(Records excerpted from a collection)
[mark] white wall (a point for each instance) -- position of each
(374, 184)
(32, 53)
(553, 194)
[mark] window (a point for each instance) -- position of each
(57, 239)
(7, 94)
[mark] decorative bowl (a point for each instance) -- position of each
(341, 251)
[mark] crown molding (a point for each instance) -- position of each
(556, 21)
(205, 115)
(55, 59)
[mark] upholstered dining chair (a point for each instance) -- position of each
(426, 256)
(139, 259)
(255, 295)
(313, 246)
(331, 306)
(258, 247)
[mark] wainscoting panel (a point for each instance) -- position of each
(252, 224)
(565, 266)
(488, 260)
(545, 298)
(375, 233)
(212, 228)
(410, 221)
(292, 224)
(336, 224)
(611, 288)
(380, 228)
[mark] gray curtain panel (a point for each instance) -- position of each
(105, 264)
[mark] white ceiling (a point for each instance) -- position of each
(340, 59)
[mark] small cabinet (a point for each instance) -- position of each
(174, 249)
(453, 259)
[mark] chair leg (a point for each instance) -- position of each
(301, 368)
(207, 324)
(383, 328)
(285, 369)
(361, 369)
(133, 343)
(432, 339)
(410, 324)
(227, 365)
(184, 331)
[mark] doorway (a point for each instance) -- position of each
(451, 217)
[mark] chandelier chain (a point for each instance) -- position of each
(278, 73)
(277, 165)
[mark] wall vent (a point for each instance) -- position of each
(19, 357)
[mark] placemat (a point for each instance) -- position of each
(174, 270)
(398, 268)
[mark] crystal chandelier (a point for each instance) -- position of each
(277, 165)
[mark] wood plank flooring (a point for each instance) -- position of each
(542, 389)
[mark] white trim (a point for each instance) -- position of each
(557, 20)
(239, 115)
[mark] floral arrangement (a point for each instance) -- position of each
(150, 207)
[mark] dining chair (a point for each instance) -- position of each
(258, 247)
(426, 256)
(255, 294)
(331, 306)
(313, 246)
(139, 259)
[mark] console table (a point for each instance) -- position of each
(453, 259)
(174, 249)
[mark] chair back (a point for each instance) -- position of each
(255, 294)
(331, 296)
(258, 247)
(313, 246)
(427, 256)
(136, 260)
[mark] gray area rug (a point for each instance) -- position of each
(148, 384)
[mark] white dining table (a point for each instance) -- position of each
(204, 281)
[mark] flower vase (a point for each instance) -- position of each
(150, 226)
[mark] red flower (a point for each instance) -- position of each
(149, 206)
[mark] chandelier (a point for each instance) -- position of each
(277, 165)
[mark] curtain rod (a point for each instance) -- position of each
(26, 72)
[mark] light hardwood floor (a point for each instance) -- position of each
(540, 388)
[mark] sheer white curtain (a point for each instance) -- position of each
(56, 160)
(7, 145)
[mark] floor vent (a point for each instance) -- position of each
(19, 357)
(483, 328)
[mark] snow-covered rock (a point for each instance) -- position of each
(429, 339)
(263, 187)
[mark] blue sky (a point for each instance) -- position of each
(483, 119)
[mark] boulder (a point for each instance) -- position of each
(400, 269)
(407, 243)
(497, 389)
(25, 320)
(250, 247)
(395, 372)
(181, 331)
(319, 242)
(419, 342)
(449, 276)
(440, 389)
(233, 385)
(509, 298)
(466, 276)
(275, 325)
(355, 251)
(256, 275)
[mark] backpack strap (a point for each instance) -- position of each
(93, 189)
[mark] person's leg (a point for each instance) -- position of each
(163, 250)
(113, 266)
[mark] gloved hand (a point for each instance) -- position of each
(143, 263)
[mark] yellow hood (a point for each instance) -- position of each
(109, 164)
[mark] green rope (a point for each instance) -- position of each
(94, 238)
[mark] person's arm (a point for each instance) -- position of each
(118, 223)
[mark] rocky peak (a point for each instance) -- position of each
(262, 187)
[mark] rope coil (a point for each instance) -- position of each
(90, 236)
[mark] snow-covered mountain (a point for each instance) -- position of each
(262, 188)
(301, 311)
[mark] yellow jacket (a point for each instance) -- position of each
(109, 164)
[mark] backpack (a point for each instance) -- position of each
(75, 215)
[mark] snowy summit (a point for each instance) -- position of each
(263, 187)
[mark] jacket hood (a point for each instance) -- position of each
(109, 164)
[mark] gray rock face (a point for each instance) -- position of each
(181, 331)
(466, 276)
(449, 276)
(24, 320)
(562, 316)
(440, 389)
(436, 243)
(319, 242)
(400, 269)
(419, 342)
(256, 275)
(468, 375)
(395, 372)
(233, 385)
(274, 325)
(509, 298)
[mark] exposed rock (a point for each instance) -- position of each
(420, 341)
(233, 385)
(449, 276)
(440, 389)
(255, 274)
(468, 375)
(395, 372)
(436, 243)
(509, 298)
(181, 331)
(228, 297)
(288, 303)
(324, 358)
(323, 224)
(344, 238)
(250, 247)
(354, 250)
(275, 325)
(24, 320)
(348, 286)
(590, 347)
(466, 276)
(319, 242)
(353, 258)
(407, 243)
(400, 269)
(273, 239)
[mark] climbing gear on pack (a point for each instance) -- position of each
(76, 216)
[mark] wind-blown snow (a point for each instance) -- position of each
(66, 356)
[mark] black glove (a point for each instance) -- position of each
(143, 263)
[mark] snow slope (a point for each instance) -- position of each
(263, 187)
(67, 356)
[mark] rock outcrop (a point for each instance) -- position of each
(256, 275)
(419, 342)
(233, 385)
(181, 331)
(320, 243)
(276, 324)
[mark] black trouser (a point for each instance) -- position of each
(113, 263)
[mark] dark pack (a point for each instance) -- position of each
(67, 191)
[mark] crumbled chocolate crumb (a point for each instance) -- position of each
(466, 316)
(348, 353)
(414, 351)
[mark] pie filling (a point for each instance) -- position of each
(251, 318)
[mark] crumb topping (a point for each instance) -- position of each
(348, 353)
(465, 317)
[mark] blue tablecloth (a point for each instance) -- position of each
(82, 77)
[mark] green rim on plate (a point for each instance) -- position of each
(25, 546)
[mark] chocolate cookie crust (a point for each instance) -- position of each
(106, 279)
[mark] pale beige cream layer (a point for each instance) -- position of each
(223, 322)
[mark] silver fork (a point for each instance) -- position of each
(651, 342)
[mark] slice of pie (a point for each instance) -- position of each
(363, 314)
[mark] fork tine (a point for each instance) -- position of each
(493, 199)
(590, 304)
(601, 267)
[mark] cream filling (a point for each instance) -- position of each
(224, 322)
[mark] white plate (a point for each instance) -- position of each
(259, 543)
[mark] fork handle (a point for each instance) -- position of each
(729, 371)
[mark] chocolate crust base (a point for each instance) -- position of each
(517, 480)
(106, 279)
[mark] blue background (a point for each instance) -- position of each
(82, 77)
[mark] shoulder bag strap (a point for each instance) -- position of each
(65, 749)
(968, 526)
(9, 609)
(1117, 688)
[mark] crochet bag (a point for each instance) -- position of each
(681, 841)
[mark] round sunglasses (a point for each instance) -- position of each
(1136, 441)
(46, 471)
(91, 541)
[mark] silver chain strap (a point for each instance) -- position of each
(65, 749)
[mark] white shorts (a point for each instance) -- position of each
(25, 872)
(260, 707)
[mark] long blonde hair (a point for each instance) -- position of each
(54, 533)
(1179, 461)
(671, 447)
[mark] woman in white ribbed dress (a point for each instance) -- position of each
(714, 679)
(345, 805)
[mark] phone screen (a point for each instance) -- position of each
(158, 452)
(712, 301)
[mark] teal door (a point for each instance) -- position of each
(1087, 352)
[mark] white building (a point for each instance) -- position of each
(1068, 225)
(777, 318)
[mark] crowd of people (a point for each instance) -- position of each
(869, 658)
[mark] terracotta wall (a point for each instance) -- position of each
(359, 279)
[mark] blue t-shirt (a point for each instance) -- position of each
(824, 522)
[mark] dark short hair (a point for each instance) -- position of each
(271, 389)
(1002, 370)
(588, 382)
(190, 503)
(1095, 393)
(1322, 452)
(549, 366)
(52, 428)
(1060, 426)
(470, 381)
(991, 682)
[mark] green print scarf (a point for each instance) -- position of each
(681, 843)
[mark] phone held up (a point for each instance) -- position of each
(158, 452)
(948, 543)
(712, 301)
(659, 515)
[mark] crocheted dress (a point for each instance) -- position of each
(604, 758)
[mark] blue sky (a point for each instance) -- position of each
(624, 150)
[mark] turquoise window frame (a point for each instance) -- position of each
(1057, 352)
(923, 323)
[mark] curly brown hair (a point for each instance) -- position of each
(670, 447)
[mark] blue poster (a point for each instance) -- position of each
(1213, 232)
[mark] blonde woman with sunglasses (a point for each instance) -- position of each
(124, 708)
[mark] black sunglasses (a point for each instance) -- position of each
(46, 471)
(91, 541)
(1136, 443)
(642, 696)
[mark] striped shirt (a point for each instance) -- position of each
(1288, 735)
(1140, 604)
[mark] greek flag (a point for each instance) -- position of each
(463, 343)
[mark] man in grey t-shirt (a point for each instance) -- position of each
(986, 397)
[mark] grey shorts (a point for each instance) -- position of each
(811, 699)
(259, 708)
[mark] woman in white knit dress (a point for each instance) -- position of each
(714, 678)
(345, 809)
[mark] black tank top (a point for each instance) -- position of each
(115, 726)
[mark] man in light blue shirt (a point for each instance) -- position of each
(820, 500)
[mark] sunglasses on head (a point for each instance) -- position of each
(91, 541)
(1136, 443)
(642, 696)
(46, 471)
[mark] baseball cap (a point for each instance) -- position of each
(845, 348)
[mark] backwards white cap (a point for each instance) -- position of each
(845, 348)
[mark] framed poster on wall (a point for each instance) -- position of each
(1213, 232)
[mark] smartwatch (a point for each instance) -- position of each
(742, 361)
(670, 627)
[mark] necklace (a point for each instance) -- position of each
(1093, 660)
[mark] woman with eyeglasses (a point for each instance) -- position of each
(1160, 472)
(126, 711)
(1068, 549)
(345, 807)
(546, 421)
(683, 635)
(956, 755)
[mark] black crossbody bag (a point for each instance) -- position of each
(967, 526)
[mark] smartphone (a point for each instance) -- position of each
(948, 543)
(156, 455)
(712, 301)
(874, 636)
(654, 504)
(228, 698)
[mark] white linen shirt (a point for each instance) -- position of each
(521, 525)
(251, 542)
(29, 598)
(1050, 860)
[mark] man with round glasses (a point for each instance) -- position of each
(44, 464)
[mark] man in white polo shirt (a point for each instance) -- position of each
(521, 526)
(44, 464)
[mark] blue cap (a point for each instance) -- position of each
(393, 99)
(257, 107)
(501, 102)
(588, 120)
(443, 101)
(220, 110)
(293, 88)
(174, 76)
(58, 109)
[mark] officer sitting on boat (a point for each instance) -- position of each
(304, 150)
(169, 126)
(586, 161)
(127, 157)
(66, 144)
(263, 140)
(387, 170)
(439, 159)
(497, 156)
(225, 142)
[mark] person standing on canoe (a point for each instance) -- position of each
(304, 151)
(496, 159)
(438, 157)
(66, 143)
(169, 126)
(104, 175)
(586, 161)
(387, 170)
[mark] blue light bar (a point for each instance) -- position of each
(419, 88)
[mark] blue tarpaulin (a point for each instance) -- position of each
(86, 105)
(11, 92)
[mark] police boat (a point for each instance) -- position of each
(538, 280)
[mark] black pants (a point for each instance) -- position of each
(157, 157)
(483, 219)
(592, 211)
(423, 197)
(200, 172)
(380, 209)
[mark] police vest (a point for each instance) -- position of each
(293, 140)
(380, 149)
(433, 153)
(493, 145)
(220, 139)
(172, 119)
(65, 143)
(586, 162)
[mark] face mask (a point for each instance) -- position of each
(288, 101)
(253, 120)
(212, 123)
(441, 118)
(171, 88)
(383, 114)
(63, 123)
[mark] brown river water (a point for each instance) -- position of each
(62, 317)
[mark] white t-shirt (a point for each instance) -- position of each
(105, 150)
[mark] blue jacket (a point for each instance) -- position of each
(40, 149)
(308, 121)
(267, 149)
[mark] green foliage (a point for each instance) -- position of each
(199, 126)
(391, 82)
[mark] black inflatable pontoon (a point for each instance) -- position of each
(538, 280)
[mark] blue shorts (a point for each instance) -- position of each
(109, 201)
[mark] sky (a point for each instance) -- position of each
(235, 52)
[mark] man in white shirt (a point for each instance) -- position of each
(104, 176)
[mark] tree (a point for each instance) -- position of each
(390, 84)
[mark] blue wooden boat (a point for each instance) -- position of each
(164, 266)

*AIM OF THE EXERCISE*.
All lines from the line containing "[mark] blue light" through the end of the listing above are to be duplicated exactly; include both ends and nothing further.

*RESULT*.
[mark] blue light bar (a point for each instance) -- position of each
(419, 88)
[mark] blue tarpaulin (a point for each instance) -- position of each
(86, 105)
(11, 92)
[mark] police boat (a point for each instance) -- position of each
(538, 280)
[mark] black pants (a point for each instance) -- position of each
(157, 157)
(483, 219)
(592, 211)
(423, 197)
(200, 172)
(380, 209)
[mark] police vest (a point for each instance) -- position of each
(293, 140)
(380, 149)
(433, 153)
(493, 145)
(220, 139)
(172, 119)
(65, 143)
(586, 162)
[mark] face mask (a point for each instance) -- position of each
(288, 101)
(253, 120)
(212, 123)
(441, 118)
(171, 88)
(383, 114)
(63, 123)
[mark] brown river water (a point for each instance) -- position of each
(62, 317)
[mark] white t-shirt (a point for each instance) -- position of each
(105, 150)
[mark] blue jacket (a point for each instance) -- position of each
(40, 149)
(308, 121)
(267, 149)
[mark] green foliage (a point for each instance) -- position of each
(199, 126)
(391, 82)
[mark] black inflatable pontoon (a point for each instance) -- position of each
(538, 280)
[mark] blue shorts (a point for each instance) -- position of each
(109, 201)
[mark] sky (a point for each instance) -- position of each
(235, 52)
[mark] man in white shirt (a point for each instance) -- position of each
(104, 176)
[mark] tree (a point for each instance) -- position of each
(390, 84)
[mark] blue wooden boat (a point for each instance) -- position of each
(164, 266)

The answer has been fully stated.